__TASK BRIEF__: Update the lines below so that every "pretty-printed" becomes "indented", and leave everything else unchanged.

----

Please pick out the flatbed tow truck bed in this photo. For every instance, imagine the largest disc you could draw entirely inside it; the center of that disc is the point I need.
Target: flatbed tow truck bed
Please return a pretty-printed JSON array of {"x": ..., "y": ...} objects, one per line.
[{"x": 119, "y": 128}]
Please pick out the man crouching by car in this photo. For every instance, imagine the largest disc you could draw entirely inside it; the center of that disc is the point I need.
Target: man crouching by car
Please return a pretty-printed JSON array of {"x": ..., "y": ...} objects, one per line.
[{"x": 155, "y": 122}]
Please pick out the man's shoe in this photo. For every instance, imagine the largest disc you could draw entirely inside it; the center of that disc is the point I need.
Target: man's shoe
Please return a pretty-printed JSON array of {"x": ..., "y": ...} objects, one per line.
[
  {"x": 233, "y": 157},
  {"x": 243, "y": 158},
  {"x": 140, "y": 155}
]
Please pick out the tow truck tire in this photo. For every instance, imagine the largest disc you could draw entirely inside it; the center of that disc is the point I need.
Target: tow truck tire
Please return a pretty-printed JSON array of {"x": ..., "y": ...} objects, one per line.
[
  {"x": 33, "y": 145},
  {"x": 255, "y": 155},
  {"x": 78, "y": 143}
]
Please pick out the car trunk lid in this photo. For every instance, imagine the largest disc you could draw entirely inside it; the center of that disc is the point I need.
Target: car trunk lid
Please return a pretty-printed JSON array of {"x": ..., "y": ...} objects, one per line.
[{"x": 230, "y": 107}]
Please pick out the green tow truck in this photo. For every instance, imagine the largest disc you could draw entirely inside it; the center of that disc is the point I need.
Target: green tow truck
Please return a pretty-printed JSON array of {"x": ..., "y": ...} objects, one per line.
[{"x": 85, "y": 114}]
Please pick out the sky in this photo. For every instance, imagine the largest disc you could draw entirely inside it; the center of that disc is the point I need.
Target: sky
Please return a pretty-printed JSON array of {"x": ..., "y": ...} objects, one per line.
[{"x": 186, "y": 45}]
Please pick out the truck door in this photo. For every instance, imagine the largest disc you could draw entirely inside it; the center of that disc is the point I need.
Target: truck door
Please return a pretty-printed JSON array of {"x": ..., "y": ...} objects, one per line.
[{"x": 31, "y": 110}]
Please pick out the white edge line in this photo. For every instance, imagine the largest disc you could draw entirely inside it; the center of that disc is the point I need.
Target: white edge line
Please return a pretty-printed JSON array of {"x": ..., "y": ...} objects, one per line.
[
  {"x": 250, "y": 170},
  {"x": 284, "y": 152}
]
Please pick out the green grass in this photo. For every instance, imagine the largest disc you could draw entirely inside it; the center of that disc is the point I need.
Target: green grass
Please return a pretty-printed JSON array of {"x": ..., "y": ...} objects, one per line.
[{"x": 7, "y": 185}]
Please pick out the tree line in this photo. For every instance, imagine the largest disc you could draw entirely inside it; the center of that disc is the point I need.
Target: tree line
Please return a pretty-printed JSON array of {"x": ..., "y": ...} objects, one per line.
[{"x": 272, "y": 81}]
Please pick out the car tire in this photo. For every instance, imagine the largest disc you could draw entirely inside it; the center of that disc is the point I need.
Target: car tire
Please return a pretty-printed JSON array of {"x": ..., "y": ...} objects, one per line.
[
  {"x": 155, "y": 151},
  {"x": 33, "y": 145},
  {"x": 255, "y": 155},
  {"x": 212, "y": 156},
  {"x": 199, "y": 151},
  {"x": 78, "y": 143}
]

----

__TASK RESULT__:
Please pick out the flatbed tow truck bed in this photo. For every instance, imagine the largest disc you could draw entirely inside it; the center of that disc is the point I need.
Target: flatbed tow truck bed
Please return a indented JSON array of {"x": ..., "y": ...} objects, one per line.
[{"x": 119, "y": 128}]
Please pick out the man crouching by car in this photo. For every instance, imagine the largest disc you could draw entirely inside it; the center of that disc is the point I need.
Target: man crouching by car
Please return a indented JSON array of {"x": ..., "y": ...} objects, one per line.
[{"x": 155, "y": 122}]
Please pick out the man's shoe in this photo. For every instance, imagine the largest disc you could draw entirely inside it; the center of that disc is the point I need.
Target: man's shoe
Please return a indented JSON array of {"x": ..., "y": ...} objects, one per line.
[
  {"x": 233, "y": 157},
  {"x": 243, "y": 158},
  {"x": 140, "y": 155}
]
Please pick out the tow truck tire in this photo. For every instance, imagine the largest disc you could draw entirely inside it; the center of that disc is the point I need.
Target: tow truck tire
Please return a indented JSON array of {"x": ..., "y": ...} objects, one per line.
[
  {"x": 33, "y": 145},
  {"x": 255, "y": 155},
  {"x": 78, "y": 143}
]
Please pick out the car trunk lid in this photo. For every instance, imagine the largest disc you could draw entirely inside it; the center of that disc is the point I need.
Target: car trunk lid
Please return a indented JSON array of {"x": ..., "y": ...} objects, one per line.
[{"x": 230, "y": 107}]
Please pick out the green tow truck in this photo. For every instance, imagine the largest disc you could draw entirely inside it; the center of that disc is the point I need.
Target: green tow truck
Please return a indented JSON array of {"x": ..., "y": ...} objects, one per line.
[{"x": 85, "y": 114}]
Please pick out the sky in this photo. For every instance, imagine the largest disc you could draw entirely inside it; the center of that disc is the point I need.
Target: sky
Please return a indented JSON array of {"x": ..., "y": ...} objects, one per line.
[{"x": 186, "y": 45}]
Please pick out the truck door in this photo. For every instance, imagine the largest disc you could draw entirely inside it; the center of that disc is the point I need.
Target: truck door
Please return a indented JSON array of {"x": ..., "y": ...} objects, one per line.
[{"x": 31, "y": 110}]
Please pick out the white edge line in this photo. For every instance, imagine the largest disc you could draw entirely inside it; the center of that disc is the point I need.
Target: white edge line
Please return a indented JSON array of {"x": ..., "y": ...} objects, one per line.
[
  {"x": 250, "y": 170},
  {"x": 284, "y": 152}
]
Please pick out the green grass in this photo. For every instance, imagine the largest disc you could draw entirely inside it; the center of that disc is the point I need.
Target: green grass
Please return a indented JSON array of {"x": ..., "y": ...} objects, one per line.
[{"x": 7, "y": 185}]
Please pick out the tree line in this photo. For every instance, imagine the largest disc you could draw entirely inside it; the center of that disc is the point I need.
Target: tree line
Please return a indented JSON array of {"x": ..., "y": ...} objects, one per line.
[{"x": 272, "y": 81}]
Please pick out the car tire in this photo. For every instance, imagine the largest disc you could draw entirely inside it; the center of that disc is the point I need.
Target: car tire
Please return a indented JSON array of {"x": ..., "y": ...} objects, one per line.
[
  {"x": 155, "y": 151},
  {"x": 33, "y": 145},
  {"x": 255, "y": 155},
  {"x": 212, "y": 156},
  {"x": 199, "y": 151},
  {"x": 78, "y": 143}
]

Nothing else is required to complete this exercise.